- Instructions for the task
Copy out every line of the data below, character for character, without any changes.

- Provided information

= = = = = = =

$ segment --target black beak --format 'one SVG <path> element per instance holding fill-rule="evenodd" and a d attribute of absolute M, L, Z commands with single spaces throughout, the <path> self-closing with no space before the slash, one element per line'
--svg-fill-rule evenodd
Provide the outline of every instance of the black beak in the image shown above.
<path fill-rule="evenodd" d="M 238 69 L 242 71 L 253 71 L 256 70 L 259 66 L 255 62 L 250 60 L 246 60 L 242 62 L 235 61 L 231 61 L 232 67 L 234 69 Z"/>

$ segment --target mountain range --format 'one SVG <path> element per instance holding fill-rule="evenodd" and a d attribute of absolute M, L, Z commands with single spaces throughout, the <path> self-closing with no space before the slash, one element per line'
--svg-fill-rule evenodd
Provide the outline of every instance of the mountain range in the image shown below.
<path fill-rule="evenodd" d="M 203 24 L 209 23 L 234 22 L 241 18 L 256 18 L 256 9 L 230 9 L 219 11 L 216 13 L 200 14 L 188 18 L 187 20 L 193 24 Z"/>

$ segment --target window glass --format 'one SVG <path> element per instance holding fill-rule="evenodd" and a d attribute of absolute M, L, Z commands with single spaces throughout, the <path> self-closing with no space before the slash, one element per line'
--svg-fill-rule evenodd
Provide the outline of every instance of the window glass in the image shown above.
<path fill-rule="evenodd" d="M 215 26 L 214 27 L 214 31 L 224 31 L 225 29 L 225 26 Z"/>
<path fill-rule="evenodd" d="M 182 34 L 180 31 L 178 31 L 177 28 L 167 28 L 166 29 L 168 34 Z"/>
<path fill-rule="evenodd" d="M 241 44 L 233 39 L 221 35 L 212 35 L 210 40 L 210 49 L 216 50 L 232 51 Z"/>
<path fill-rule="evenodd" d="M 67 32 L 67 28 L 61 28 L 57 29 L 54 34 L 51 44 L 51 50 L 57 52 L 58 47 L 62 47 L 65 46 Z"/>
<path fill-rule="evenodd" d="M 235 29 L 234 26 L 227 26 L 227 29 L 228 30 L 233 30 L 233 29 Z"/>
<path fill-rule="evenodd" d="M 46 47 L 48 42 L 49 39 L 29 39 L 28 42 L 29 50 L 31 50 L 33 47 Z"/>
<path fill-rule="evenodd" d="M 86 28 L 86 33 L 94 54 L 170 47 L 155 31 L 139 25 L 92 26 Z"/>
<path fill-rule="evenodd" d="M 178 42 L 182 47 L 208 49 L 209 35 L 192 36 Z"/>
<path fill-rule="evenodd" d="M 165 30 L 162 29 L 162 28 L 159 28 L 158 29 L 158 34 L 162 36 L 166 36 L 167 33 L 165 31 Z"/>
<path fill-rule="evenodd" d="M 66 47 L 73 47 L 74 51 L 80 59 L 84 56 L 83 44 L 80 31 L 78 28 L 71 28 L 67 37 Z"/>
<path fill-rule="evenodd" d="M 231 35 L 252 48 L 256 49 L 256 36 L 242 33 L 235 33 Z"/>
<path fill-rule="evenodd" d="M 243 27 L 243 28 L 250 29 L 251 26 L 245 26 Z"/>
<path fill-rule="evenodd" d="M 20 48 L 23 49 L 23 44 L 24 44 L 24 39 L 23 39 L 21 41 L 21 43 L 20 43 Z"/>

= = = = = = =

- Solution for this task
$ segment --target black beak --format 'one SVG <path> element per instance holding fill-rule="evenodd" and a d attribute of absolute M, L, Z commands with single spaces throughout, the <path> self-closing with no space before the slash, one element per line'
--svg-fill-rule evenodd
Provide the outline of every instance of the black beak in the image shown above.
<path fill-rule="evenodd" d="M 238 69 L 242 71 L 253 71 L 256 70 L 259 66 L 255 62 L 250 60 L 246 60 L 242 62 L 235 61 L 231 61 L 232 67 L 234 69 Z"/>

$ segment --target mountain range --format 'one SVG <path> element per instance holding fill-rule="evenodd" and a d attribute of absolute M, L, Z commands with single spaces throughout, the <path> self-closing with no space before the slash, one element per line'
--svg-fill-rule evenodd
Provide the outline of every instance of the mountain range in the image shown below.
<path fill-rule="evenodd" d="M 203 24 L 209 23 L 234 22 L 241 18 L 256 18 L 256 9 L 230 9 L 219 11 L 216 13 L 200 14 L 188 18 L 187 20 L 193 24 Z"/>

$ segment --target window glass --format 'one SVG <path> element per instance holding fill-rule="evenodd" and a d attribute of absolute M, L, Z commands with single spaces throughout, the <path> self-closing with no space before the slash, one element per line'
--svg-fill-rule evenodd
Provide the outline of every instance of the window glass in the image shown above.
<path fill-rule="evenodd" d="M 215 26 L 214 27 L 214 31 L 224 31 L 225 29 L 225 26 Z"/>
<path fill-rule="evenodd" d="M 182 34 L 180 31 L 178 31 L 177 28 L 167 28 L 166 29 L 168 34 Z"/>
<path fill-rule="evenodd" d="M 241 44 L 233 39 L 221 35 L 212 35 L 210 40 L 210 49 L 216 50 L 232 51 Z"/>
<path fill-rule="evenodd" d="M 67 32 L 67 28 L 61 28 L 57 29 L 54 34 L 51 44 L 51 50 L 57 52 L 58 47 L 62 47 L 65 46 Z"/>
<path fill-rule="evenodd" d="M 235 29 L 234 26 L 227 26 L 227 29 L 228 30 L 233 30 L 233 29 Z"/>
<path fill-rule="evenodd" d="M 46 47 L 48 42 L 49 39 L 29 39 L 28 42 L 29 50 L 31 50 L 33 47 Z"/>
<path fill-rule="evenodd" d="M 86 28 L 86 33 L 94 54 L 170 47 L 155 31 L 139 25 L 92 26 Z"/>
<path fill-rule="evenodd" d="M 178 42 L 182 47 L 208 49 L 209 35 L 192 36 Z"/>
<path fill-rule="evenodd" d="M 165 30 L 162 29 L 162 28 L 159 28 L 158 29 L 158 34 L 162 36 L 166 36 L 167 33 L 165 31 Z"/>
<path fill-rule="evenodd" d="M 66 47 L 73 47 L 74 51 L 80 59 L 84 56 L 83 44 L 80 31 L 78 28 L 71 28 L 67 37 Z"/>
<path fill-rule="evenodd" d="M 231 35 L 252 48 L 256 49 L 256 36 L 242 33 L 235 33 Z"/>
<path fill-rule="evenodd" d="M 243 27 L 243 28 L 250 29 L 251 26 L 245 26 Z"/>
<path fill-rule="evenodd" d="M 20 48 L 23 49 L 23 44 L 24 44 L 24 39 L 23 39 L 21 41 L 21 43 L 20 43 Z"/>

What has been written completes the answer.